As United States of Tara concludes its first season (Sunday, 10 pm/ET on Showtime), our leading lady is on the cusp of confronting a possible key to her multiple personalities, with her family (mostly) there to support her. Tara’s (Toni Collette) decision to go off her medication for Dissociative Identity Disorder (DID) has had significant impact on everyone around her. Each family member seeks closure, while new questions are raised. TVGuide.com caught up with Diablo Cody — the series writer and co-producer with Steven Spielberg — to get her take on the final freshman episode, find out where the show’s going next season, which alter was the toughest to tackle — and why it was compared with her Oscar-winning script for Juno. Plus: Check back next week for the scoop on Cody’s 90210 appearance with Tori Spelling and more.
TVGuide.com: What was your approach to the first-season finale?

#### Raw data

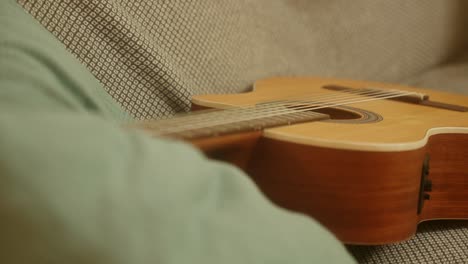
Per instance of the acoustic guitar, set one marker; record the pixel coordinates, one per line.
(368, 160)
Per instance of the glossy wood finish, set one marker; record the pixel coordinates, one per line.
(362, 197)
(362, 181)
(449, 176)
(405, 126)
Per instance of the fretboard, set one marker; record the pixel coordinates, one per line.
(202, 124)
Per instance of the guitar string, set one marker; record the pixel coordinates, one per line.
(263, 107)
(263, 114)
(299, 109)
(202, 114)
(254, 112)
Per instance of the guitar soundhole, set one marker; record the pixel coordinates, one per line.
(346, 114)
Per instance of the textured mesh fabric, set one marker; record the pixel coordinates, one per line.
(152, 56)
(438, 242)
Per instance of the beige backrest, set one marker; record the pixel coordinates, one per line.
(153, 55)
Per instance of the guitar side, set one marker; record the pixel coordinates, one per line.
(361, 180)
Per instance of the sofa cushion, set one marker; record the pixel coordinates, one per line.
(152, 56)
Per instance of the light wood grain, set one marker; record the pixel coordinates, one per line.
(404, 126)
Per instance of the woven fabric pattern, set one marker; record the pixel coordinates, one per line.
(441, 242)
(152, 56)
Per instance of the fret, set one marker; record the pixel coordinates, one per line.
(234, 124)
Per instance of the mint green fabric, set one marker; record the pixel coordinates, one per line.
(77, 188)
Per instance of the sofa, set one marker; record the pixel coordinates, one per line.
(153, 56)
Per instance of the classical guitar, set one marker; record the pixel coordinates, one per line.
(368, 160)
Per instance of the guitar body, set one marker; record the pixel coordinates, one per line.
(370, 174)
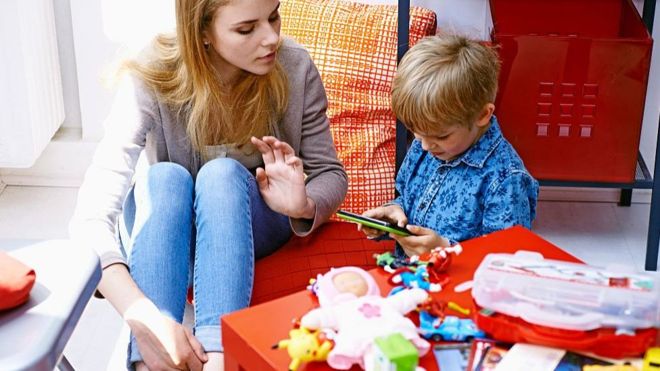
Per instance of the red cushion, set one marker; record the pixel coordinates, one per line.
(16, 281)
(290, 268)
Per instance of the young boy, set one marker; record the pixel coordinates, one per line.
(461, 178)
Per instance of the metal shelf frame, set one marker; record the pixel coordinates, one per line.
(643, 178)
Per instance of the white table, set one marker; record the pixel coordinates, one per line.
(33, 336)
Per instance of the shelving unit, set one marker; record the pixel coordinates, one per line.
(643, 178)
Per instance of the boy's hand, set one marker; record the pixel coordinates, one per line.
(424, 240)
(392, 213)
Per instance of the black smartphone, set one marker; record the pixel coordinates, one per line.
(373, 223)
==
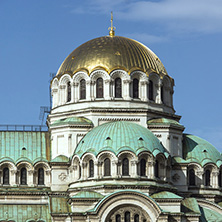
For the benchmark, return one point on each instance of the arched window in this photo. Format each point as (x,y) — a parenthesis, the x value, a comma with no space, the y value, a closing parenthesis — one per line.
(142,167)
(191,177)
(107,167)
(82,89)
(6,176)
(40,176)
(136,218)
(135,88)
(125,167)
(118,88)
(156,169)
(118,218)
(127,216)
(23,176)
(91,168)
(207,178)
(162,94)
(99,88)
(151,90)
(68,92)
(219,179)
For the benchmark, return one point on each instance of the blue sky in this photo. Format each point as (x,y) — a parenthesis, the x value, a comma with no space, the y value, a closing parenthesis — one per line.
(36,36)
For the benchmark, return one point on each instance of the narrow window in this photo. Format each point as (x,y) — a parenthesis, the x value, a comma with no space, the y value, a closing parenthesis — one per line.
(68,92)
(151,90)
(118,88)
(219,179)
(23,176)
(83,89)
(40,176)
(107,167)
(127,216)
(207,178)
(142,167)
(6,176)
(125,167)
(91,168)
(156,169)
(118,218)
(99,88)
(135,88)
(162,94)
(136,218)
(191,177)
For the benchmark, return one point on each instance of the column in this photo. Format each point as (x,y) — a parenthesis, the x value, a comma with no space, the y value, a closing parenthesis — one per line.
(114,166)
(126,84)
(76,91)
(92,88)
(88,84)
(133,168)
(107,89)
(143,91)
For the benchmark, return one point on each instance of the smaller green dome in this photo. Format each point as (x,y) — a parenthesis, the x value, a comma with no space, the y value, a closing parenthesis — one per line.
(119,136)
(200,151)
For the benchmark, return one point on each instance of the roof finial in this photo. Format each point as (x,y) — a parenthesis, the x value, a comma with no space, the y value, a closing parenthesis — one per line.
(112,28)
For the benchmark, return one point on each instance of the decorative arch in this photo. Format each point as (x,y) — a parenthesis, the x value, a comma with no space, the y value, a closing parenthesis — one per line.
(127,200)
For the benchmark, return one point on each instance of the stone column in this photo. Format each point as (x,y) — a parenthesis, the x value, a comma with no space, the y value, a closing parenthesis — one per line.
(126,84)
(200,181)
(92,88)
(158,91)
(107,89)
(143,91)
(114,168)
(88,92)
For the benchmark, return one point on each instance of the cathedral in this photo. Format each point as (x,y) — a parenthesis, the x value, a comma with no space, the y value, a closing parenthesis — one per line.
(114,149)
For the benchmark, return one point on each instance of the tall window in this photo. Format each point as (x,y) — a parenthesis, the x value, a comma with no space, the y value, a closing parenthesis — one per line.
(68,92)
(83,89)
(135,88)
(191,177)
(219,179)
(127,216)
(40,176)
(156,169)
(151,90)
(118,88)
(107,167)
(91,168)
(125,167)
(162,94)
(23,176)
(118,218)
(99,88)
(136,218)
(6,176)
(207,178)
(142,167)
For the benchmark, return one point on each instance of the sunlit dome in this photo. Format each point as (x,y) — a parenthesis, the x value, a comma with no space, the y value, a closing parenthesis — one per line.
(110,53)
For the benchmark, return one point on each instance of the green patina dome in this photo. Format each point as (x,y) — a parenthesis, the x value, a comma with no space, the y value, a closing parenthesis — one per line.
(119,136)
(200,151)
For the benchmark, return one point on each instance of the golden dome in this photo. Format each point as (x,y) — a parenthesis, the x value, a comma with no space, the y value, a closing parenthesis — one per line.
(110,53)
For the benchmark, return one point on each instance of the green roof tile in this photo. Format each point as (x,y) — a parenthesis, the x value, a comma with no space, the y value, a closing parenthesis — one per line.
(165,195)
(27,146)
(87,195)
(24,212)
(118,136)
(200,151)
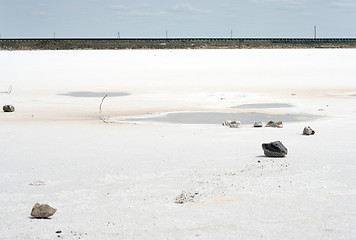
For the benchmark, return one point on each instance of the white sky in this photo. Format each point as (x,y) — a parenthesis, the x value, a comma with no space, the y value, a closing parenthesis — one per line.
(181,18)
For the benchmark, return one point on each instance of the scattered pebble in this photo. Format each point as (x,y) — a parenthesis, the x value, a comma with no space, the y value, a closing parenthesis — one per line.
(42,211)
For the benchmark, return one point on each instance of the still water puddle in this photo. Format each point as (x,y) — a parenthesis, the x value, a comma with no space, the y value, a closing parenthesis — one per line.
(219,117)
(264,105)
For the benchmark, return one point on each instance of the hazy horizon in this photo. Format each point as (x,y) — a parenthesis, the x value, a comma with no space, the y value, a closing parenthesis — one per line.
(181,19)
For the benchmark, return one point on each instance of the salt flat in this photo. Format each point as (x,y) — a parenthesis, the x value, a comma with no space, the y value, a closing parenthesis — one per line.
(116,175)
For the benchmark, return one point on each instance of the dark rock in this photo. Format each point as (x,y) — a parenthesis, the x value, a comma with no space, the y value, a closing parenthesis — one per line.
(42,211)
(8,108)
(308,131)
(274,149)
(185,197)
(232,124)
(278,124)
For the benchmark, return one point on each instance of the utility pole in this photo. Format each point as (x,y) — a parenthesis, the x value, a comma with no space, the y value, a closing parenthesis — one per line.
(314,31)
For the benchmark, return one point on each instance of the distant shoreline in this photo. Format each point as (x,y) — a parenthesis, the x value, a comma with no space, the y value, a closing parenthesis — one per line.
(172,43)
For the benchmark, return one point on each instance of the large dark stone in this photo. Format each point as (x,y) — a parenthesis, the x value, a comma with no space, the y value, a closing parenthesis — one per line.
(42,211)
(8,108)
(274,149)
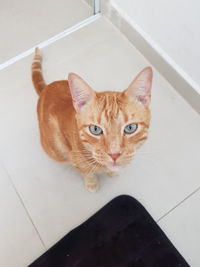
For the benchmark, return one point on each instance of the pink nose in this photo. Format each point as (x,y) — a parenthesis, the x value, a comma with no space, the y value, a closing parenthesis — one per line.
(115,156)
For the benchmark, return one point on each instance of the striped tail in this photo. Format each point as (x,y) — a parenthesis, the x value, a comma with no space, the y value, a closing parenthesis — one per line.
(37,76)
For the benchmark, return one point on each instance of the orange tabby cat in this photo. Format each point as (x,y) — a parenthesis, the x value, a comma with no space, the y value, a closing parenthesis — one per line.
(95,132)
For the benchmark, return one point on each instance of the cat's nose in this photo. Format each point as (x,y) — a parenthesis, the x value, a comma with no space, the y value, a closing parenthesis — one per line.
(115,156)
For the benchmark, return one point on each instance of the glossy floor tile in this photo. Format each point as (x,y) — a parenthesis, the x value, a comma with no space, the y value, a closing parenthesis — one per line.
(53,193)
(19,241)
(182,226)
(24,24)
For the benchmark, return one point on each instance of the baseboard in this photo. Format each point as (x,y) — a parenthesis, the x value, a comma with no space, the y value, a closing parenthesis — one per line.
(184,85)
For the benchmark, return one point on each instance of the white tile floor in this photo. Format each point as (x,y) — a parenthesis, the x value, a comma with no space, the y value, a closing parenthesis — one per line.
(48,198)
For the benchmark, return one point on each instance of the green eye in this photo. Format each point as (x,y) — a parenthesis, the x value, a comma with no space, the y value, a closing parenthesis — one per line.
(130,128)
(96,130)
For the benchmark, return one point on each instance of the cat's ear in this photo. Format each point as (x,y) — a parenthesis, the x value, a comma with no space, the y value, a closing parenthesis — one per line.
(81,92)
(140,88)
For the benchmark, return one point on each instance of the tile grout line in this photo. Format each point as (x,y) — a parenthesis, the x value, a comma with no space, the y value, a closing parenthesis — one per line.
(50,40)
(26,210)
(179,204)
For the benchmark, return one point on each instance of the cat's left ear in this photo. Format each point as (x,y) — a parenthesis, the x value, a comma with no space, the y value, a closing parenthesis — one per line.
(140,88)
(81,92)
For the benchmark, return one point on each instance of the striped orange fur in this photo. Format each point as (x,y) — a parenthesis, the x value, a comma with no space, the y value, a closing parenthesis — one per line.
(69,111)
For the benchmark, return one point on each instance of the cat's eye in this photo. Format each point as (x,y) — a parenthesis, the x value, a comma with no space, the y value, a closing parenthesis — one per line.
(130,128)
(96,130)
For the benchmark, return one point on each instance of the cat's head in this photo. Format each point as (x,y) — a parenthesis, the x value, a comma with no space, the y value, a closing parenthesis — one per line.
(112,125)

#### What you are asked to do
Continue the United States of Tara interview from the point where it stops.

#### Answer
Diablo Cody: [We approach] the mystery that’s been unfolding all season: Why does Tara dissociate, what is the trauma that brought on her disorder? It was something that we did in the interest of realism, because the majority of people with DID dissociate because of trauma. And, over the season, we had been talking about the idea of coconsciousness, that her alters are aware of each other, but she’s not aware of her alters, but sometimes she is, sometimes she isn’t. In the finale, people will have an opportunity to see all the alters trying to inhabit her at once.
TVGuide.com: How does that play out for her?
Cody: It’s chaotic. This season got pretty dark at the end. And it had to; I think given the amount of chaos that’s happening in the household. They were definitely at a crossroads. Tara’s hospitalization seemed natural.
TVGuide.com: It seems like all the characters have something to reconcile with Tara before the season’s done.
Cody: Definitely. When we saw the pilot, Marshall [Keir Gilchrist] was incredibly close with Tara. And, in the finale, the relationship seems irrevocably broken. So there were a lot of turnarounds… . Everybody changed a lot as a result of the kind of drug holiday experiment that Tara submitted to. [When Tara goes off her medication.]
TVGuide.com: It was also a relief to see the kids acting out a little bit. Marshall finally acting like a teenager [such as when he burns down the shed].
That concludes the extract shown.